* [What this exercise asks]
**A.** List every reason the research data notes give under the heading "Why Secondary Data?".
**B.** Continue the research data notes from the point where they stop.

* [Extract]
Primary vs Secondary Data
Primary Data
Primary data refers to information collected directly by the researcher.
This data is gathered specifically to address the researcher’s current problem or objective, tailored to meet the specific requirements of a particular study.
Methods of collecting primary data
Secondary Data
- Secondary data refers to information that has already been collected, compiled, and published by others for purposes different from the researcher’s current study.
Methods of collecting secondary data
Why Secondary Data?
Cost-Effective (not always)
Time-saving
Preliminary Research: It serves as a valuable resource for preliminary research or background studies, helping to identify gaps in knowledge, formulate hypotheses, and refine research questions.
Historical Analysis: Enables researchers to conduct historical analyses and understand past trends, events, and behaviors, which can inform present and future research directions.
Validation: Secondary data can be used to validate findings from primary data
Observational Studies vs Experimental Study
Observational Study
The researcher observes and collects data without manipulating variables.
Experimental study
The researcher manipulates one or more variables (independent variables) and measures the effect on another variable (dependent variable).
Example for observational study vs experimental study
Research question: “Investigate the effect of fertilizer A and B on chili crop yield.”
Following is how two researchers started the data collection to answer the research question.
Researcher 1
Step 1: Population: Identify two groups of chili farmers based on the fertilizer they use.
Group A: Farmers using fertilizer A.
Group B: Farmers using fertilizer B.
Step 2: Data collection: Collect data on chili crop yield from both groups at the end of the growing season.
Researcher 2
Step 1: Randomization: Randomly assign plots of land to receive either fertilizer A or fertilizer B. Same seed variety is used.

* [Records supplied]
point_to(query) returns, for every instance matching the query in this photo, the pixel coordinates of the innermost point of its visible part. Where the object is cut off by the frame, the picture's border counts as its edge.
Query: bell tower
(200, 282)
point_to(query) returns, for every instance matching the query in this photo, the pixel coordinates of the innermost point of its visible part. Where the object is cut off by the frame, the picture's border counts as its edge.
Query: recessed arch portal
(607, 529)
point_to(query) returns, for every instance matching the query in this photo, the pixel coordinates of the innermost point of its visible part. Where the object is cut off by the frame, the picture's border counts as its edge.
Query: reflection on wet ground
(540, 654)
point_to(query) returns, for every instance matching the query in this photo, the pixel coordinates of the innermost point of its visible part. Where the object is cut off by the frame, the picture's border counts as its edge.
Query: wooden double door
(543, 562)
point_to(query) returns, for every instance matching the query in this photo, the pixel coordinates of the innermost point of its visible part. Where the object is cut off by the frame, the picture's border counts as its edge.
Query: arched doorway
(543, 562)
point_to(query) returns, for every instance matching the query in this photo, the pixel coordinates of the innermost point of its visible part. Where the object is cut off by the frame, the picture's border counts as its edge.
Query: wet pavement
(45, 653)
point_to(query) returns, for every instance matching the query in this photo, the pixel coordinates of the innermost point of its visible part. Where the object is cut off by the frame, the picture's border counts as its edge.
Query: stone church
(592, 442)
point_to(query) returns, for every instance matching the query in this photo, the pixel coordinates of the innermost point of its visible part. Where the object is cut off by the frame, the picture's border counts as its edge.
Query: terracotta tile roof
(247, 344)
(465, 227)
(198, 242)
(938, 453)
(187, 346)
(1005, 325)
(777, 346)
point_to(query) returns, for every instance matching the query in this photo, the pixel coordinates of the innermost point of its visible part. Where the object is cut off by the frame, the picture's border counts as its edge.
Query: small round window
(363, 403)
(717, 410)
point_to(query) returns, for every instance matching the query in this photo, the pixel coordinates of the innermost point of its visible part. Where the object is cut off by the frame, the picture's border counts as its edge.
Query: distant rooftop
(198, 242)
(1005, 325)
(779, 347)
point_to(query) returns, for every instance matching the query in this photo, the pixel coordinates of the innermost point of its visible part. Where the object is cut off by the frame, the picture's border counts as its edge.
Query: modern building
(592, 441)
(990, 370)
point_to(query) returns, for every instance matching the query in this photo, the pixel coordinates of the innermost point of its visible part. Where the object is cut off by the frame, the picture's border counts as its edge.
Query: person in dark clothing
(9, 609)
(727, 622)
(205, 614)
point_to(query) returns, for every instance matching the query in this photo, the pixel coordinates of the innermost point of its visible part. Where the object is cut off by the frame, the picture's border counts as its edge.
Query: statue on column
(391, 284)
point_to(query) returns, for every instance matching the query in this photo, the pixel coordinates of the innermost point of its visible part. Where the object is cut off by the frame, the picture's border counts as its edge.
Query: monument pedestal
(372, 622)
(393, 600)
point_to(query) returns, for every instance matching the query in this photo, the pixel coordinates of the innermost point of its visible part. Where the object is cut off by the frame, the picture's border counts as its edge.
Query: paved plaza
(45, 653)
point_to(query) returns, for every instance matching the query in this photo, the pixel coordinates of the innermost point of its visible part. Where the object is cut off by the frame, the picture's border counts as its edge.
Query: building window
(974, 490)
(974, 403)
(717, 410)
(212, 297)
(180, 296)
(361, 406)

* [Answers to the tasks]
**A.**
- Cost-Effective (not always)
- Time-saving
- Preliminary Research
- Historical Analysis
- Validation

**B.**
Step 2: Control Conditions: Ensure all other conditions (water, sunlight, humidity, soil type) are kept constant across all plots. Use consistent pest management practices and ensure uniform planting and harvesting techniques.
Step 3: Data Collection: Measure the chili crop yield from each plot at the end of the growing season.
Here researcher 1 used observation study to collect data and researcher two use experimental study to collect data.
Population
The complete collection of individuals or objects that are of interest.
Example
We’re interested in studying the average height of all adults in a country, the population is all adult residents of that country.
Unit
A unit is a single member of the population. It could be an individual or an object.
Example
- Population
We’re interested in studying the average height of all adults in a country, the population is all adult residents of that country.
- Unit
In our example of studying adult height, each adult residing in the country would be a unit.
Sample
A subset of units in a population.
Sampling
Sampling is the process of selecting a subset of individuals or items from a population.
Statistics
A numerical summary of a sample.
Parameter
A numerical summary of a population.
Two Branches of Statistics
1. Descriptive Statistics
Describe and summarize the collected data through numerical summaries, tables, and graphs.
2. Inferential Statistics
Statistical inference refers to the methods used to make estimations, decisions, or predictions about a population parameters based on the statistics computed from a sample that was selected from that population.
Census
A census involves collecting information from every individual or unit within the entire population of interest.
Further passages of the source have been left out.